GIVEN REQUEST 1:
List every person named individually in the passage about the McMillans below.

PASSAGE PROVIDED:

The McMillans never intended to land in Rhode Island, but Murray was offered a teaching job at Roger Williams University. Megan teaches, too, at the School of the Museum of Fine Arts at Tufts University. Teaching fits in the same wide net of collaborative energy that kindles their work. In In What Distant Sky, Murray’s former teacher whacks rocks together to light a fire to warm the tea. “It’s also about sparking, banging rocks to create a catalyst energy,” says Megan. “That’s what teaching is. You have the fuel and someone gives you the spark.”

They love Rhode Island because the artist community here provides its own sparks. When they started constructing the boulders for In What Distant Sky, Barnaby Evans, who created WaterFire, a pageant of bonfires on barges in Providence’s rivers, offered them free fabrication space—a sizable donation.

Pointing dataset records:

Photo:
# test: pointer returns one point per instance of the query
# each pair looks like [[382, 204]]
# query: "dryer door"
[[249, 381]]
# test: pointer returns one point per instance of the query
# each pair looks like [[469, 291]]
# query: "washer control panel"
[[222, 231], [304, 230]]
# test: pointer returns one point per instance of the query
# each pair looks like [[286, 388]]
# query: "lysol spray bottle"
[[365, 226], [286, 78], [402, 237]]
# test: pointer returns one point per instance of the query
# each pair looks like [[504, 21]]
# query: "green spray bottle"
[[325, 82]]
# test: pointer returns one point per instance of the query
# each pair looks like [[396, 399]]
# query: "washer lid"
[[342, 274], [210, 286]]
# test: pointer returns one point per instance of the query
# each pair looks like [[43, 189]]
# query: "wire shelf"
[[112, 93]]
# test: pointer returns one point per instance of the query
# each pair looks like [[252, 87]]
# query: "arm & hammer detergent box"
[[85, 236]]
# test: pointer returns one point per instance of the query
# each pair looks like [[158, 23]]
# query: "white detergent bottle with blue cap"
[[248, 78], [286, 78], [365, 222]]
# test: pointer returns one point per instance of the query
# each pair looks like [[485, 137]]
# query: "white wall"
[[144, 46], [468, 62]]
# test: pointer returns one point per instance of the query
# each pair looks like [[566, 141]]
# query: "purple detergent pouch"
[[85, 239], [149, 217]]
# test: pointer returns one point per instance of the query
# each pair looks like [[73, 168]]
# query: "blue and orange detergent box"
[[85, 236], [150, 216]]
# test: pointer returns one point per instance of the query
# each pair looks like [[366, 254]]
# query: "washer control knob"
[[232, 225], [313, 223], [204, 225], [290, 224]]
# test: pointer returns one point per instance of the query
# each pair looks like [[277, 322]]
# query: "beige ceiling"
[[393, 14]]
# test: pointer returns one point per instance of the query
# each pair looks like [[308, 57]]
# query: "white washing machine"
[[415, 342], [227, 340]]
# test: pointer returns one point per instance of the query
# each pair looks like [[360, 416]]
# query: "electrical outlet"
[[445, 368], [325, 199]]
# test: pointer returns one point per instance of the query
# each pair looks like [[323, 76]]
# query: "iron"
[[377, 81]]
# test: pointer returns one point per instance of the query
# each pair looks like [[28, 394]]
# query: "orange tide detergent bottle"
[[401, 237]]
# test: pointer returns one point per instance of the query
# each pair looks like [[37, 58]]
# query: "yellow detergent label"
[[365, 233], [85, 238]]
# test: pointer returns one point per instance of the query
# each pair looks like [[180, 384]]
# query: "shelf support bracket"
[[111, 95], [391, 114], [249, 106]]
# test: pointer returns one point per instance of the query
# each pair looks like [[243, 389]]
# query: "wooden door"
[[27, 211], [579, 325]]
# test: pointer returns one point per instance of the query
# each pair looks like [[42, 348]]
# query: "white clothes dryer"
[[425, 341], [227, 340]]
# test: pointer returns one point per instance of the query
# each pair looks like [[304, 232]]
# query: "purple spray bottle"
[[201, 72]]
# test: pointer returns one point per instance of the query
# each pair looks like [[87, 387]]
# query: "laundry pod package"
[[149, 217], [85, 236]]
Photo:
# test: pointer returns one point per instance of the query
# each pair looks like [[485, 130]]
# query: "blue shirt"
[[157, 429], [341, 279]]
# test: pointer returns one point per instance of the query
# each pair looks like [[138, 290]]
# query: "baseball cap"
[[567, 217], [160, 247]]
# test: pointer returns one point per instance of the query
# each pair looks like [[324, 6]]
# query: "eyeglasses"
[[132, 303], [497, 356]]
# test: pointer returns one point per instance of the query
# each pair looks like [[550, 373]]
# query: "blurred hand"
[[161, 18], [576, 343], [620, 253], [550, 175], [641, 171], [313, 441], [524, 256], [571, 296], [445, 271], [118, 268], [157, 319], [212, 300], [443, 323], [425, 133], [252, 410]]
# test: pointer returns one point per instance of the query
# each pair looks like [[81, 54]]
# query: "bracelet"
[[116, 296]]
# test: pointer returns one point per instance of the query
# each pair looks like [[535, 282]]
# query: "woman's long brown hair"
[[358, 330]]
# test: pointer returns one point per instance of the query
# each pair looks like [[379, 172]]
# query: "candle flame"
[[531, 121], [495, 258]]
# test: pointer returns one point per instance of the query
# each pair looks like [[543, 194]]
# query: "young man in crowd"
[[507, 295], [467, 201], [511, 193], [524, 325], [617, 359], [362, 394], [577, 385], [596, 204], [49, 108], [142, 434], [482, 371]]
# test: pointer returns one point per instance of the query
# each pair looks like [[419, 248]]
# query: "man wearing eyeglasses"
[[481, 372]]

GIVEN REQUEST 2:
Update the entries from their beginning through the line containing "[[232, 225], [313, 223], [204, 225], [290, 224]]", replacing "washer" with "washing machine" and leaving everything else unchanged; return only those lines.

WORKED ANSWER 1:
Murray, Megan, Barnaby Evans

WORKED ANSWER 2:
Photo:
# test: pointer returns one point per instance of the query
# each pair looks like [[382, 204]]
# query: "dryer door"
[[249, 381]]
# test: pointer returns one point per instance of the query
# each pair looks like [[469, 291]]
# query: "washing machine control panel"
[[222, 231], [304, 230]]
# test: pointer returns one point per instance of the query
# each pair looks like [[286, 388]]
# query: "lysol spray bottle"
[[365, 226], [286, 78], [402, 237]]
# test: pointer returns one point per instance of the query
# each pair looks like [[504, 21]]
# query: "green spray bottle"
[[325, 82]]
# test: pointer returns one point per instance of the query
# each pair looks like [[396, 399]]
# query: "washing machine lid"
[[342, 274], [210, 286]]
# test: pointer returns one point per instance of the query
# each pair looks like [[43, 189]]
# query: "wire shelf"
[[112, 93]]
# test: pointer returns one point per instance of the query
# each pair looks like [[252, 87]]
# query: "arm & hammer detergent box"
[[85, 236]]
# test: pointer returns one point per instance of the query
# each pair looks like [[158, 23]]
# query: "white detergent bottle with blue cap"
[[248, 78], [286, 78], [365, 222]]
# test: pointer returns one point per instance of the query
# each pair looks like [[485, 137]]
# query: "white wall"
[[144, 46], [468, 62]]
# test: pointer returns one point per instance of the query
# each pair looks like [[566, 141]]
# query: "purple detergent pouch"
[[85, 239], [149, 217]]
# test: pointer returns one point per instance of the query
# each pair looks like [[73, 168]]
# query: "blue and orange detergent box"
[[85, 236], [150, 216]]
# test: pointer returns one point per instance of the query
# each pair looks like [[366, 254]]
# query: "washing machine control knob"
[[232, 225], [313, 223], [204, 225], [290, 224]]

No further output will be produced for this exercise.